* _WHAT IS BEING ASKED_: The entries below should be transcribed in their entirety, exactly as written.

* _ENTRIES SUPPLIED_:
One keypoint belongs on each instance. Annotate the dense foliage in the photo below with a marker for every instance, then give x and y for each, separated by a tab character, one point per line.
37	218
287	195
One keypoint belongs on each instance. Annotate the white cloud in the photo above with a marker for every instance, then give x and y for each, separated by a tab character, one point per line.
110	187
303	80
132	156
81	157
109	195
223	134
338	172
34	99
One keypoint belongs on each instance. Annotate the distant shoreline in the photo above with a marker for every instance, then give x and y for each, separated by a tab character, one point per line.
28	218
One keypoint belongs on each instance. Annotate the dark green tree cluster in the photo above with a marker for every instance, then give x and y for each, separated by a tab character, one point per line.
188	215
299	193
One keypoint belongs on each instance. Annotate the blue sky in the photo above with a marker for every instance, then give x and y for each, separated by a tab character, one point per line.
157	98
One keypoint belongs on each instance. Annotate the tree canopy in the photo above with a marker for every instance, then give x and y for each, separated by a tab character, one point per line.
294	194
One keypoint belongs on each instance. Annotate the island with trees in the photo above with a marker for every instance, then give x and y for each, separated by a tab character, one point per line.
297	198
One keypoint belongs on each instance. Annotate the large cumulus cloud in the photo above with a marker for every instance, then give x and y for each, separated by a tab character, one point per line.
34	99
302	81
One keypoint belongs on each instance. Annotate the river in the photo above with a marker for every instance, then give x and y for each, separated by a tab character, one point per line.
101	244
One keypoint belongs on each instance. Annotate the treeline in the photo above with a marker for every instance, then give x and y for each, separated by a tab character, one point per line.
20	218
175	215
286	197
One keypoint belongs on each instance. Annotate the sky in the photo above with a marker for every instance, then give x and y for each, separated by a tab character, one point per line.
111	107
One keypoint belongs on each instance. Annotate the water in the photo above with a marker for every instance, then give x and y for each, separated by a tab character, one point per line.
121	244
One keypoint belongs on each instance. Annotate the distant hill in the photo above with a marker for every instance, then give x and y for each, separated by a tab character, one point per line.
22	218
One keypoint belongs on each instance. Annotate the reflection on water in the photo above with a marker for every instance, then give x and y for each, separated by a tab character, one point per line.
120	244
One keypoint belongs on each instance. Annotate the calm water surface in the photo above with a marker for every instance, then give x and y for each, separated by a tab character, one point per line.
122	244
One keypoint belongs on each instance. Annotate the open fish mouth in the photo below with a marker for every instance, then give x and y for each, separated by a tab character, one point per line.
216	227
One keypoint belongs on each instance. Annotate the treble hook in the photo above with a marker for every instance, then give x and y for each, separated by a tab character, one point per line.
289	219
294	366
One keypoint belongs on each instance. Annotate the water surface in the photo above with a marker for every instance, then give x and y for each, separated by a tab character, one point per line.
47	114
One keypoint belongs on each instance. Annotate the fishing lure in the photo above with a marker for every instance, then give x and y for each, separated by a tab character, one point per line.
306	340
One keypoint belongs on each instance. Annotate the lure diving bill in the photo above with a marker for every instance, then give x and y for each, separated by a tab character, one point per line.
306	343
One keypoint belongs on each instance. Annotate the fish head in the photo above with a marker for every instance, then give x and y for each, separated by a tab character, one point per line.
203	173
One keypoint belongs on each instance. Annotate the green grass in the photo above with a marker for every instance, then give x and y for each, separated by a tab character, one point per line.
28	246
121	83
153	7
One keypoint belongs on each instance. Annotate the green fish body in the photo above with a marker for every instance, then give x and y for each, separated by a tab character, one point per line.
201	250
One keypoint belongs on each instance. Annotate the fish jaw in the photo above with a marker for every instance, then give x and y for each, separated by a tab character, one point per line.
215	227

* _FINAL ANSWER_:
One keypoint belongs on each instance. Annotate the dense foliage in the photo below with a marker for every instance, then give x and y for each, separated by a tab character, one point per line.
37	218
287	195
One keypoint belongs on each instance. Annotate the white cloud in the photo above with a marker for every instance, then give x and y for each, separated by a tab character, one point per line.
110	187
303	80
132	156
81	157
109	195
223	134
338	172
34	99
One keypoint belongs on each instance. Annotate the distant shoreline in the photo above with a marker for every instance, then give x and y for each, separated by a tab character, one point per line.
28	218
One keypoint belongs on each instance. Annotate the dark green tree cluster in the photo above with a marker for every instance, then give x and y for each, separated by a tab character, one point per line.
188	215
299	193
One keypoint belongs on each instance. Annotate the blue sky in the photo above with a marker for every instance, then give x and y for each, separated by a tab character, one point per line.
157	98
One keypoint belongs on each instance. Annotate the tree canopy in the photo above with a marker for every instance, then give x and y for each, separated by a tab character, one point per line.
294	194
One keypoint belongs on each instance. Annotate the island with trees in the photo above with a marker for every instance, then give x and y for each, separated by a tab character, one point per line.
297	198
One keypoint belongs on each instance. Annotate the large cumulus cloud in the photo above with a marker for every instance, then give x and y for each, separated by a tab character, one point per line.
34	99
302	81
One keypoint belongs on each instance. Annotate the river in the photo above with a marker for every instance, then give x and y for each, separated by a tab character, one point per line.
101	244
One keypoint belongs on each instance. Annotate the treeline in the photo above with a marker for every instance, then give x and y for each, separated by a tab character, one point per line.
20	218
175	215
286	197
One keypoint belongs on each instance. Annotate the sky in the photo above with a marker for every instance, then give x and y for each, separated by a tab character, one point per line.
111	107
One keypoint belongs on each instance. Annotate the water in the photo above with a marker for every instance, then give x and y for each, separated by a tab character, one point per line.
121	244
One keypoint belongs on each instance. Annotate the distant hill in the photo above with a marker for every instance, then give x and y for each, separated by a tab character, one point per line.
22	218
One keypoint belongs on each instance. Annotate the reflection on water in the photo above with a marker for every instance, then give x and y for each, separated by a tab character, one point per line.
120	244
One keypoint belongs on each instance. Annotate the calm water surface in the photo above with a marker for every instance, then give x and y for each, separated by a tab character, one point per line.
122	244
One keypoint belongs on each instance. Annotate the open fish mouth in the photo below with a marker for every instance, then give x and y for each, separated by a tab character, one point per line.
216	227
One keypoint belongs on each instance. Annotate the treble hook in the photo above with a marker for every instance, then give x and y for each, separated by a tab character, one point per line.
289	219
294	366
One keypoint belongs on each instance. Annotate the water surface in the photo above with a marker for every instance, then give x and y for each, separated by a tab character, one point per line.
47	114
One keypoint belongs on each instance. Annotate the fishing lure in the photo above with a marker for every instance, then give x and y for each, separated by a tab character, one point per line.
306	340
One keypoint belongs on each instance. Annotate the lure diving bill in the photo above with a marker for every instance, then give x and y for each, separated by a tab character, one point per line.
306	343
One keypoint belongs on each instance. Annotate the fish head in the photo above with a marker for every instance, then give x and y for each, separated by a tab character, one point per line.
203	173
One keypoint belongs on each instance. Annotate the green grass in the photo above with a marker for every instance, then give x and y for each, separated by a tab character, one point per line.
28	246
121	83
153	7
One keypoint belongs on each instance. Annotate the green fish body in the photo above with a marker for every instance, then give x and y for each, separated by a tab character, one point per line.
201	250
One keypoint belongs on each instance. Annotate the fish jaw in the photo above with a marker for every instance, then give x and y for each, separated by a tab character, one point per line.
215	227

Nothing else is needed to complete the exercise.